◆ Objective ◆
In all the records, switch "instance" to "object" and write the lines out again with nothing else changed. Leave the pictures out.

◆ Given records ◆
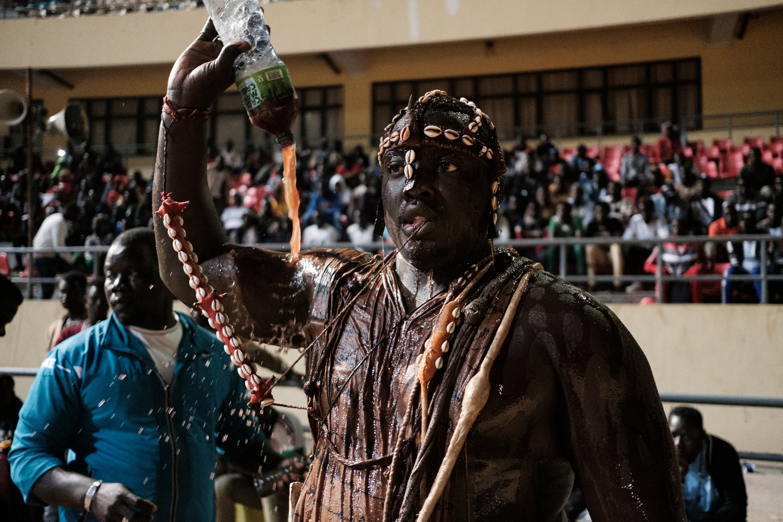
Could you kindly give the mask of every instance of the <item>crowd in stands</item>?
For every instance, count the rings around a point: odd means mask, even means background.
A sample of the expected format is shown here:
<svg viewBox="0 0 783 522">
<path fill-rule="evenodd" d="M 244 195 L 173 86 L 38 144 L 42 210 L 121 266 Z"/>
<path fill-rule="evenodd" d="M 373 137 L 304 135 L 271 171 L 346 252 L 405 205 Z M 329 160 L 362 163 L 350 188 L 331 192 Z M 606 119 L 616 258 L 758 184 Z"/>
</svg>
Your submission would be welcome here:
<svg viewBox="0 0 783 522">
<path fill-rule="evenodd" d="M 643 241 L 675 236 L 735 234 L 783 236 L 783 139 L 746 139 L 738 147 L 718 140 L 705 149 L 701 142 L 681 140 L 676 128 L 664 128 L 658 142 L 626 146 L 580 146 L 562 151 L 542 135 L 536 146 L 523 140 L 507 153 L 506 199 L 498 220 L 500 239 L 622 237 Z M 723 147 L 721 149 L 721 147 Z M 741 158 L 739 165 L 737 158 Z M 734 161 L 734 163 L 731 163 Z M 733 165 L 730 167 L 729 165 Z M 773 166 L 774 165 L 774 166 Z M 713 183 L 723 190 L 713 190 Z M 655 274 L 661 257 L 665 274 L 742 275 L 783 273 L 783 243 L 576 244 L 567 249 L 569 273 L 586 275 L 588 287 L 599 286 L 601 272 L 614 275 L 612 286 L 626 286 L 622 275 Z M 559 272 L 559 247 L 541 246 L 526 252 L 547 270 Z M 628 291 L 642 289 L 640 283 Z M 757 302 L 760 281 L 666 283 L 665 302 Z M 780 302 L 779 284 L 770 283 L 770 300 Z"/>
<path fill-rule="evenodd" d="M 506 153 L 505 199 L 499 211 L 500 242 L 547 237 L 622 237 L 657 240 L 673 236 L 738 233 L 781 236 L 783 139 L 746 139 L 734 146 L 716 140 L 705 147 L 685 142 L 676 128 L 653 144 L 634 138 L 625 146 L 559 150 L 546 135 L 535 146 L 521 140 Z M 21 156 L 21 155 L 20 155 Z M 303 247 L 373 240 L 380 198 L 379 169 L 361 146 L 344 150 L 340 142 L 298 151 L 297 185 Z M 742 165 L 740 164 L 742 163 Z M 283 196 L 282 156 L 252 145 L 244 153 L 232 142 L 212 144 L 207 181 L 230 239 L 237 243 L 287 242 L 290 221 Z M 25 169 L 19 157 L 0 171 L 0 241 L 27 243 Z M 140 171 L 128 175 L 110 146 L 97 155 L 63 153 L 39 164 L 34 180 L 41 208 L 33 224 L 34 246 L 108 245 L 124 230 L 147 226 L 152 218 L 151 183 Z M 720 185 L 723 190 L 713 190 Z M 377 239 L 377 238 L 375 238 Z M 783 242 L 783 239 L 781 239 Z M 754 241 L 715 243 L 653 243 L 579 245 L 568 249 L 568 273 L 586 275 L 589 290 L 601 289 L 596 275 L 615 277 L 608 288 L 634 291 L 623 275 L 655 273 L 661 256 L 668 275 L 783 273 L 783 249 L 767 243 L 766 256 Z M 541 246 L 523 254 L 559 272 L 559 247 Z M 97 257 L 97 259 L 96 259 Z M 22 256 L 12 265 L 23 269 Z M 69 269 L 89 273 L 99 256 L 91 253 L 37 254 L 38 275 Z M 0 272 L 8 272 L 0 259 Z M 4 268 L 5 267 L 5 268 Z M 774 282 L 770 300 L 783 301 Z M 54 286 L 42 286 L 50 297 Z M 673 282 L 657 291 L 664 301 L 758 301 L 761 283 L 731 281 Z"/>
</svg>

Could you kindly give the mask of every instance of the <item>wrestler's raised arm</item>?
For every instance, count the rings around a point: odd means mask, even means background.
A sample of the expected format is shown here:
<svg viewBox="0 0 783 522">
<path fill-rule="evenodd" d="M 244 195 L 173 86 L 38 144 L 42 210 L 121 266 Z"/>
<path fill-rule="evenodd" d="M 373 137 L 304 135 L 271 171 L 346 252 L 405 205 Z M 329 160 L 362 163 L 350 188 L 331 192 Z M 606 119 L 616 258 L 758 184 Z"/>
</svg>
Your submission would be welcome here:
<svg viewBox="0 0 783 522">
<path fill-rule="evenodd" d="M 207 21 L 198 38 L 174 64 L 167 96 L 174 106 L 206 110 L 234 81 L 233 63 L 249 50 L 247 42 L 216 40 Z M 210 283 L 220 293 L 229 316 L 240 333 L 271 340 L 280 325 L 303 322 L 309 313 L 307 275 L 300 265 L 290 265 L 287 255 L 263 249 L 229 244 L 207 185 L 208 121 L 189 117 L 175 121 L 164 113 L 155 165 L 153 210 L 161 204 L 161 193 L 171 193 L 176 201 L 189 201 L 182 216 L 187 239 Z M 168 139 L 166 138 L 166 129 Z M 161 219 L 154 220 L 161 275 L 182 302 L 196 297 L 182 272 L 182 264 L 171 247 Z M 312 265 L 312 257 L 301 258 Z M 317 265 L 317 263 L 316 263 Z"/>
</svg>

◆ Solution to this exercise ◆
Could you kindly give the mask of every object of the <item>crowd in stands</item>?
For every object, count the rings around a point: odd means mask, even means background.
A sample of the expected format is shown here:
<svg viewBox="0 0 783 522">
<path fill-rule="evenodd" d="M 244 195 L 173 86 L 38 144 L 42 210 L 121 266 Z"/>
<path fill-rule="evenodd" d="M 373 137 L 304 135 L 271 171 L 346 252 L 405 205 Z M 329 160 L 362 163 L 350 188 L 331 192 Z M 606 119 L 616 258 L 758 184 Z"/>
</svg>
Your submission would be welcome here:
<svg viewBox="0 0 783 522">
<path fill-rule="evenodd" d="M 643 241 L 675 236 L 735 234 L 783 236 L 783 139 L 746 139 L 738 147 L 718 140 L 705 149 L 701 142 L 681 140 L 676 128 L 664 128 L 658 142 L 626 146 L 580 146 L 562 151 L 542 135 L 536 146 L 523 140 L 507 153 L 506 199 L 498 220 L 500 239 L 622 237 Z M 723 147 L 721 149 L 721 147 Z M 741 158 L 739 165 L 737 158 Z M 734 161 L 734 163 L 731 163 Z M 733 165 L 730 167 L 729 165 Z M 773 166 L 774 165 L 774 166 Z M 713 183 L 723 190 L 713 190 Z M 655 274 L 661 257 L 665 274 L 742 275 L 783 273 L 783 243 L 576 244 L 567 249 L 569 273 L 586 275 L 588 287 L 599 286 L 601 272 L 614 275 L 612 286 L 626 286 L 622 275 Z M 559 272 L 559 247 L 541 246 L 526 252 L 547 270 Z M 628 291 L 642 289 L 640 283 Z M 757 302 L 760 281 L 666 283 L 665 302 Z M 780 302 L 779 284 L 770 283 L 770 300 Z"/>
<path fill-rule="evenodd" d="M 506 153 L 505 199 L 499 211 L 500 242 L 547 237 L 622 237 L 657 240 L 673 236 L 738 233 L 781 236 L 783 139 L 746 139 L 734 146 L 716 140 L 705 147 L 685 142 L 676 128 L 653 144 L 634 138 L 625 146 L 559 150 L 546 135 L 535 146 L 521 140 Z M 21 156 L 21 155 L 20 155 Z M 303 247 L 373 240 L 380 198 L 379 169 L 361 146 L 344 150 L 340 142 L 298 151 L 297 185 Z M 742 165 L 740 164 L 742 163 Z M 283 196 L 282 156 L 252 145 L 244 153 L 232 142 L 212 144 L 207 181 L 230 239 L 237 243 L 287 242 L 290 221 Z M 25 169 L 19 157 L 0 171 L 0 241 L 27 243 Z M 140 171 L 128 175 L 110 146 L 97 155 L 63 153 L 39 164 L 34 180 L 41 208 L 33 224 L 34 246 L 108 245 L 124 230 L 147 226 L 152 218 L 151 183 Z M 720 185 L 723 190 L 713 190 Z M 377 239 L 377 238 L 375 238 Z M 783 242 L 783 239 L 781 239 Z M 754 241 L 715 243 L 653 243 L 579 245 L 568 249 L 568 273 L 586 275 L 589 290 L 601 289 L 596 275 L 615 277 L 608 288 L 634 291 L 623 275 L 655 273 L 661 256 L 668 275 L 783 273 L 783 249 L 767 243 L 766 256 Z M 541 246 L 523 254 L 559 272 L 559 247 Z M 97 257 L 97 259 L 96 259 Z M 22 256 L 12 265 L 23 269 Z M 69 269 L 89 273 L 99 256 L 91 253 L 37 254 L 38 275 Z M 0 272 L 8 272 L 0 259 Z M 4 268 L 5 267 L 5 268 Z M 774 282 L 770 300 L 783 301 Z M 54 286 L 42 286 L 50 297 Z M 673 282 L 657 291 L 664 301 L 758 301 L 761 283 L 731 281 Z"/>
</svg>

Could you kindly give the mask of every object of the <item>wrestler's raised arm</item>?
For every object, count the rings around a point: odd means mask, even means background.
A sample of the expected format is shown here:
<svg viewBox="0 0 783 522">
<path fill-rule="evenodd" d="M 244 195 L 173 86 L 38 144 L 42 210 L 121 266 Z"/>
<path fill-rule="evenodd" d="M 373 137 L 304 135 L 271 171 L 346 252 L 405 205 Z M 329 160 L 362 163 L 350 188 L 331 192 Z M 606 119 L 616 258 L 758 184 Z"/>
</svg>
Your submission would be welcome here:
<svg viewBox="0 0 783 522">
<path fill-rule="evenodd" d="M 207 21 L 198 38 L 174 64 L 167 96 L 174 106 L 206 110 L 234 81 L 233 63 L 249 50 L 247 42 L 216 40 Z M 210 283 L 220 293 L 229 316 L 240 333 L 271 340 L 280 325 L 303 322 L 309 313 L 307 275 L 300 265 L 290 265 L 287 255 L 263 249 L 229 244 L 207 185 L 208 121 L 189 117 L 175 121 L 164 113 L 155 165 L 153 210 L 161 204 L 161 193 L 171 193 L 176 201 L 189 201 L 182 216 L 187 239 Z M 168 139 L 166 138 L 166 129 Z M 161 219 L 154 220 L 161 275 L 182 302 L 196 297 L 182 272 L 182 264 L 171 247 Z M 312 265 L 312 257 L 301 258 Z M 317 265 L 317 263 L 316 263 Z"/>
</svg>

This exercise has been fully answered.